:: PROBLEM DESCRIPTION ::
Are you able to retype all the records below exactly?

:: Stored dataset items ::
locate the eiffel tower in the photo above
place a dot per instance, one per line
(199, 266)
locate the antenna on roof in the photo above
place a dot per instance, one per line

:: REPLY ::
locate the eiffel tower in the photo above
place a dot per instance, one per line
(199, 266)
locate the antenna on roof in the photo above
place a dot per instance, one per line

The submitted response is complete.